Instruções:
1/ Liste todas as quantidades do texto sobre ensino a distância expressas em "milhão" ou "milhões".
2/ Dê continuidade ao texto sobre ensino a distância a partir da última frase apresentada.

Texto fornecido:
-- -- --

Devemos observar, além do avanço, as especificidades do ensino remoto
Por Luíz Claudio Costa
O Censo da Educação Superior de 2022, divulgado pelo Inep, mostrou um acentuado aumento de ingressantes e matrículas na modalidade EAD (ensino a distância). De 2018 a 2022, o número de estudantes matriculados no formato cresceu 112%, chegando a 4,39 milhões, enquanto o total de estudantes matriculados no presencial caiu, no mesmo período, 21% (5,1 milhões). Evidentemente que os números chamam a atenção e merecem ser analisados, mas isso não pode se dar por análises superficiais e apressadas.
Inicialmente, é preciso considerar que, desde novembro do ano passado, quando do lançamento do ChatGPT, que alcançou mais de 1 milhão de usuários em cinco dias, vários países e estudiosos do mundo estão analisando os impactos da Inteligência Artificial Generativa (IAG) em vários setores, inclusive na educação. O Brasil precisa participar desse debate, mas mesmo antes da IAG, o setor em todo o planeta passou por uma intensificação da educação mediada pela tecnologia que, mesmo sem ser uma educação a distância estruturada, foi o que permitiu que fossem reduzidos os impactos da pandemia no ensino.

-- -- --

[Entradas armazenadas]

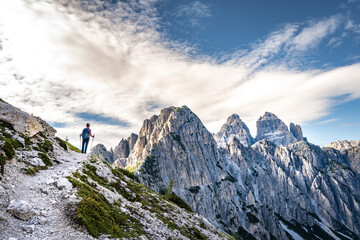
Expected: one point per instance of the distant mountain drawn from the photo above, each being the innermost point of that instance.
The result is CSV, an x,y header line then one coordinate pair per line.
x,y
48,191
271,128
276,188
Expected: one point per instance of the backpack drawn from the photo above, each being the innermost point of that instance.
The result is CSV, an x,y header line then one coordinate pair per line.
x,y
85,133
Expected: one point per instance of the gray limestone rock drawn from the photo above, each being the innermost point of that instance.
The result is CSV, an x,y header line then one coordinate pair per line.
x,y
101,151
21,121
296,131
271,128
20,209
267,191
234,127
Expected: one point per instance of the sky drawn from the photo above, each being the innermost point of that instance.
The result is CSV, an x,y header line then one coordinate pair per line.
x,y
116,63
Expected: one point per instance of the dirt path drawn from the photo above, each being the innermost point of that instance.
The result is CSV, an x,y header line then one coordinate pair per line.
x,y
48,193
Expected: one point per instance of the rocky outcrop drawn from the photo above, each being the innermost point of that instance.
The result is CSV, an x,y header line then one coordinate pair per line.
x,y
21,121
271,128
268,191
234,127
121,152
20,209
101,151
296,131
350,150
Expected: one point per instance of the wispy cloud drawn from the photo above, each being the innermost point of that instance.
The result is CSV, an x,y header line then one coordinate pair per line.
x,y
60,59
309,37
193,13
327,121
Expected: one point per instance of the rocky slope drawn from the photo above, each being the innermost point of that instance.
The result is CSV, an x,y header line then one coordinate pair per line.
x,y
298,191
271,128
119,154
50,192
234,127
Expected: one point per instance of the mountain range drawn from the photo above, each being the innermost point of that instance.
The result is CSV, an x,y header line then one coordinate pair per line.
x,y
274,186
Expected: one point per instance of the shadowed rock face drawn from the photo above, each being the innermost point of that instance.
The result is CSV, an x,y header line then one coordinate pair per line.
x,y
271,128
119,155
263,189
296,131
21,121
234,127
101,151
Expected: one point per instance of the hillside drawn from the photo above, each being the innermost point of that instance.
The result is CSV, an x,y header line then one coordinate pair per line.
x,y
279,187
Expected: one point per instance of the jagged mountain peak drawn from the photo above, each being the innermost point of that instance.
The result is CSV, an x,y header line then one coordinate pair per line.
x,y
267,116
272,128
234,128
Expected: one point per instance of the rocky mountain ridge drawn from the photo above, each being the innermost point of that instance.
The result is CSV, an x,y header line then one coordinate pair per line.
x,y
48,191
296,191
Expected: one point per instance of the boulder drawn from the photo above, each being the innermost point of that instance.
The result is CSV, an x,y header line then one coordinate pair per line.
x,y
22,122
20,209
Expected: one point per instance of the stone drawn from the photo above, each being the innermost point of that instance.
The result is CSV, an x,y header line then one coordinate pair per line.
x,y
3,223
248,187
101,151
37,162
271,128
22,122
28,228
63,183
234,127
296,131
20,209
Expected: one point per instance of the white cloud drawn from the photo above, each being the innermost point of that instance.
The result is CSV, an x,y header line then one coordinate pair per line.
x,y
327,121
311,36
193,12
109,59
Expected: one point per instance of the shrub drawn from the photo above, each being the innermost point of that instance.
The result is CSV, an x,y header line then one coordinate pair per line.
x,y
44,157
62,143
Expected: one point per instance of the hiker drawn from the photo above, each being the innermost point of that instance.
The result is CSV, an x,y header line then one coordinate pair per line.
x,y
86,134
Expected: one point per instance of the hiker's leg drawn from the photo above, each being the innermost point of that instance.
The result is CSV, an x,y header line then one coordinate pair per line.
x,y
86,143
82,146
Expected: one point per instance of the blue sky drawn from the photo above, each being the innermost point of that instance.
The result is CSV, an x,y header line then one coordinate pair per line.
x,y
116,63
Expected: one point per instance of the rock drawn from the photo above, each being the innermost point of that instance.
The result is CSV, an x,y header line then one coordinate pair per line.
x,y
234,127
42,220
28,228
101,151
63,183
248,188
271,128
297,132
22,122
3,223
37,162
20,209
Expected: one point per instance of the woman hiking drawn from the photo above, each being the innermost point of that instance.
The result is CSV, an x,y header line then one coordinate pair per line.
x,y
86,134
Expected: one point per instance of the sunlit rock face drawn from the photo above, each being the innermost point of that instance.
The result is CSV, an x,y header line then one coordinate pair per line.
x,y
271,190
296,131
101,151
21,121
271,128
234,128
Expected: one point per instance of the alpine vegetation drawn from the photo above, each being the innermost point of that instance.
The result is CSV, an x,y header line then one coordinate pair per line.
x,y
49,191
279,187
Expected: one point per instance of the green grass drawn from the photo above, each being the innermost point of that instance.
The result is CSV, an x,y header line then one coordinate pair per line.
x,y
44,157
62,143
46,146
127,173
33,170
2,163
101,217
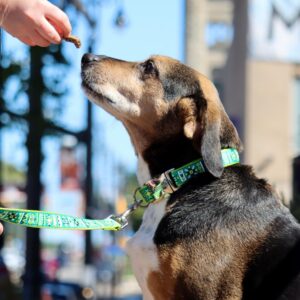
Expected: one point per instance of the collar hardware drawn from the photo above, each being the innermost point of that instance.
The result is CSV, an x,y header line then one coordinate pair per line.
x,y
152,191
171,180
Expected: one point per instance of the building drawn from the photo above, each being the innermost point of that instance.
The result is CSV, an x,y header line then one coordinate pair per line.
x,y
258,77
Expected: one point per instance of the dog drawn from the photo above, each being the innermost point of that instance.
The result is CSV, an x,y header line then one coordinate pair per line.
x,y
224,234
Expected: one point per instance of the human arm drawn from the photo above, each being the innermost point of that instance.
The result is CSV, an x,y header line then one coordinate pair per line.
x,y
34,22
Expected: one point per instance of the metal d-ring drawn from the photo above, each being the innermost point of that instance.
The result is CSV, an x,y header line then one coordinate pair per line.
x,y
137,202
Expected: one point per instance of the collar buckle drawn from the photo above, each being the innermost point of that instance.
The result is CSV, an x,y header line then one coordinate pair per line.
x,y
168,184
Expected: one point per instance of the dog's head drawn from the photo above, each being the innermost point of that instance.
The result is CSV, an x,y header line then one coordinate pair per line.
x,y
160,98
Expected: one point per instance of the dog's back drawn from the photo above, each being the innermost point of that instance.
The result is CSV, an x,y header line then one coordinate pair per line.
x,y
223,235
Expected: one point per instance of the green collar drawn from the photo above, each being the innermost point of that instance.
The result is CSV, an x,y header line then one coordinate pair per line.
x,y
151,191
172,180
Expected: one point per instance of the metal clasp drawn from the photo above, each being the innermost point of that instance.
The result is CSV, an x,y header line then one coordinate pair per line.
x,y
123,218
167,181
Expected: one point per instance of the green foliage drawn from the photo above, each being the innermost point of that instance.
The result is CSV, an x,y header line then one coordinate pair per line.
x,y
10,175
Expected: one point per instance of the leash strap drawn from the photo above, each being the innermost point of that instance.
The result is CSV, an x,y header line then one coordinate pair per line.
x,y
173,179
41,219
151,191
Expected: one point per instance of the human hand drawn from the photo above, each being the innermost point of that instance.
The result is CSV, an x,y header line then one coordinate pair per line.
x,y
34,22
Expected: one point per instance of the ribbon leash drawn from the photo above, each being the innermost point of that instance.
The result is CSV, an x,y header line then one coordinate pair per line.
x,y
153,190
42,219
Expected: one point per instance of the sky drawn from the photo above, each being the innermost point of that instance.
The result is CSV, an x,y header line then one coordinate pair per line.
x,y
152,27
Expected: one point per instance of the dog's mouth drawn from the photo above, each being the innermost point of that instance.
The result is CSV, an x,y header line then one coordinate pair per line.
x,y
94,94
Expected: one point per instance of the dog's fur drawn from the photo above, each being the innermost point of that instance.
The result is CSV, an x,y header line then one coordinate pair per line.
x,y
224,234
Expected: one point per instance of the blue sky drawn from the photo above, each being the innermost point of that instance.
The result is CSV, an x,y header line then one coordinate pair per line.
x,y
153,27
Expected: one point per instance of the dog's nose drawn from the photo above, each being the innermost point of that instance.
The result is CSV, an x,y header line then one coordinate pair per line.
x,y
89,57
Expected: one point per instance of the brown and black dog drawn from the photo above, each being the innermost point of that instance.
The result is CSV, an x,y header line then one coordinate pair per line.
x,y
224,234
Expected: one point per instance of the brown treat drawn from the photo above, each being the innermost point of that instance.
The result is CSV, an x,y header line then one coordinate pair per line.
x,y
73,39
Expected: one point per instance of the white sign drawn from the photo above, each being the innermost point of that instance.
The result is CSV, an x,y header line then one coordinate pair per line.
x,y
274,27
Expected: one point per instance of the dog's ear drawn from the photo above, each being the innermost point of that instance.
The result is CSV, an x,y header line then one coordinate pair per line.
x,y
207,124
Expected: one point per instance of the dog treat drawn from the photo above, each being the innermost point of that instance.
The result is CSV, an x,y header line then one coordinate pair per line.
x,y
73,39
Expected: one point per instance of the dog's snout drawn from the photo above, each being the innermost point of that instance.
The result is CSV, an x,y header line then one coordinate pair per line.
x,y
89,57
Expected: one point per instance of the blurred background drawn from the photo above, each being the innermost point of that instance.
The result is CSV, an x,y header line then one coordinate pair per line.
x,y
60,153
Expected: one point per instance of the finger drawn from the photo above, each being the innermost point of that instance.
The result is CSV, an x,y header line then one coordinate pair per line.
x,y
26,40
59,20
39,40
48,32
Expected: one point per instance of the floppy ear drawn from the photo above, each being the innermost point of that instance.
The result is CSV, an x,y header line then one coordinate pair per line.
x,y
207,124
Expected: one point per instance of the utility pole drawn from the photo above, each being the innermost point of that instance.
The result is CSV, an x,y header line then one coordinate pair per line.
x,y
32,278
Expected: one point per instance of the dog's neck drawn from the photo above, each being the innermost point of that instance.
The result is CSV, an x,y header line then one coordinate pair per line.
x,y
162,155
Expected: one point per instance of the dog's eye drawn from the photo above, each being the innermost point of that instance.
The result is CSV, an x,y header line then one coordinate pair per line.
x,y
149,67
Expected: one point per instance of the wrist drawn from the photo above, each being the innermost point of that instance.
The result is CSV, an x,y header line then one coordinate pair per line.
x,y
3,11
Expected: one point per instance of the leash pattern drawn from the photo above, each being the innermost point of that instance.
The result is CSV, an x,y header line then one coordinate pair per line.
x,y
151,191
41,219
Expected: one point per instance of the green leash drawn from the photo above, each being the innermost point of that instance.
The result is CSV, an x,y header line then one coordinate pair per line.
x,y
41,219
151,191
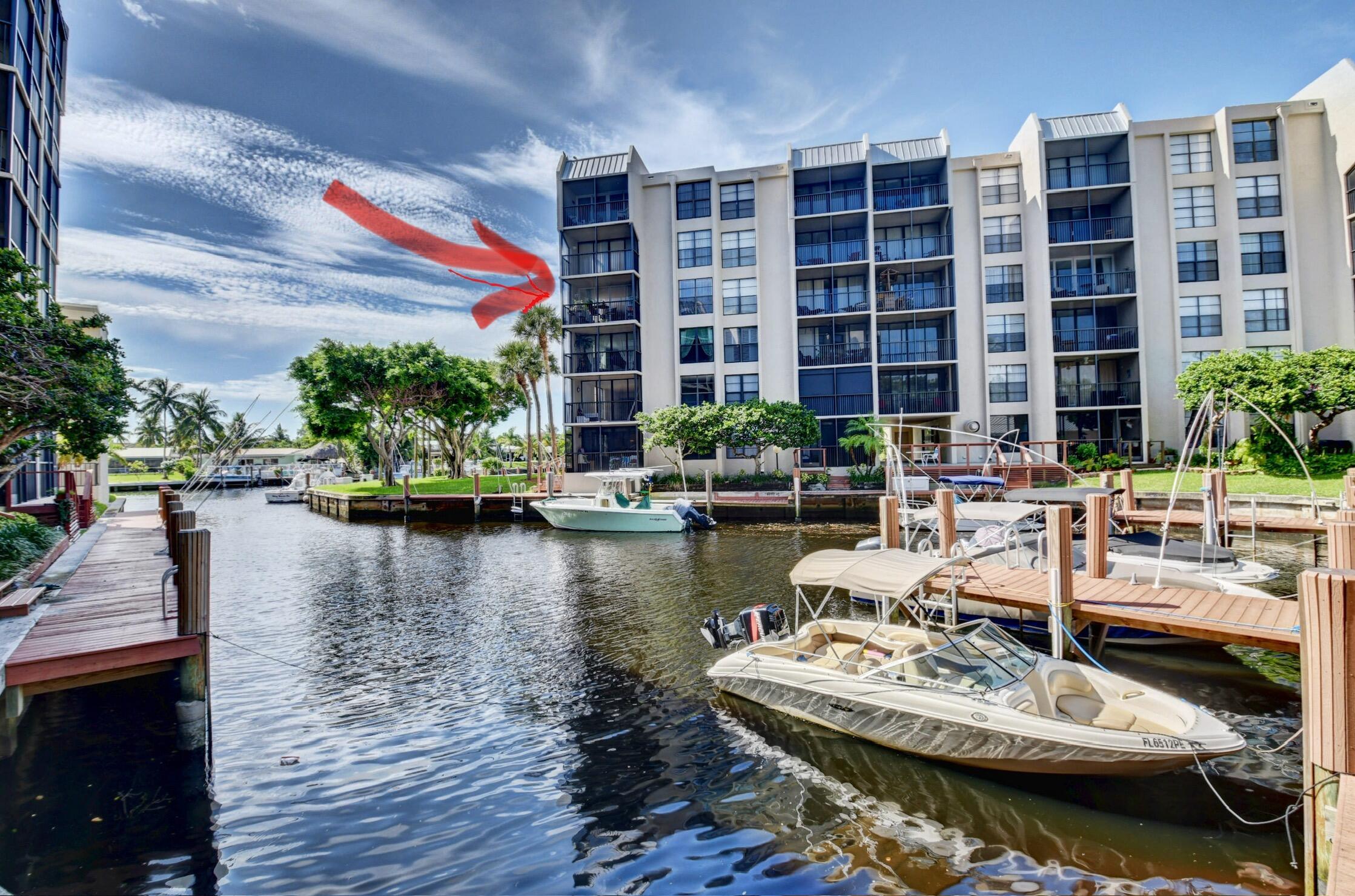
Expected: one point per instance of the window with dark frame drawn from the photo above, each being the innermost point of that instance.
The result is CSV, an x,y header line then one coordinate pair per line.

-- -- --

Respostas por tarefa:
1/
- 4,39 milhões
- 5,1 milhões
- mais de 1 milhão

2/
Universidades e escolas de diferentes partes do globo migraram rapidamente para a educação remota, mediada por tecnologia. A educação mediada por tecnologia é uma realidade e continuará sendo cada vez mais utilizada. A EAD dos tempos atuais nada mais é do que uma educação mediada por tecnologia, mas que demanda método, material e capacitação.
A discussão que precisa ser feita com urgência em um cenário de expansão acentuada é sobre qualidade. A EAD pode ser tão boa quanto a presencial; aliás, deveríamos deixar de falar em educação presencial e educação a distância e falarmos em educação em diferentes níveis de presencialidade, onde cada instituto de ensino superior e cada curso teriam condições de definir o nível de presencialidade compatível com suas especificidades.
A avaliação de um curso EAD é completamente diferente da de um curso presencial; os indicadores e processos são distintos. Em 2024 estaremos comemorando 20 anos do Sinaes (Sistema Nacional de Avaliação da Educação Superior), que prestou um grande serviço à educação brasileira, mas que precisa ser revisto. Não podemos continuar, em tempos atuais, fazendo uma avaliação que mais se assemelha a uma auditoria acadêmica. Precisamos, e temos competência instalada no Inep para isso, de uma avaliação que induza melhoria de qualidade.
Outro fato que precisa ser considerado, antes de qualquer decisão precipitada em relação ao EAD, é que existem no Brasil mais de 9 milhões de jovens, de 18 a 24 anos, que terminaram o ensino médio e não frequentam o ensino superior. A esses jovens precisa ser ofertada a oportunidade de acesso ao ensino superior de qualidade. No entanto parece evidente que o ensino presencial, com salas de 50 pessoas, não conseguirá atender a essa demanda. Assim, o EAD de qualidade é importante instrumento de inclusão social.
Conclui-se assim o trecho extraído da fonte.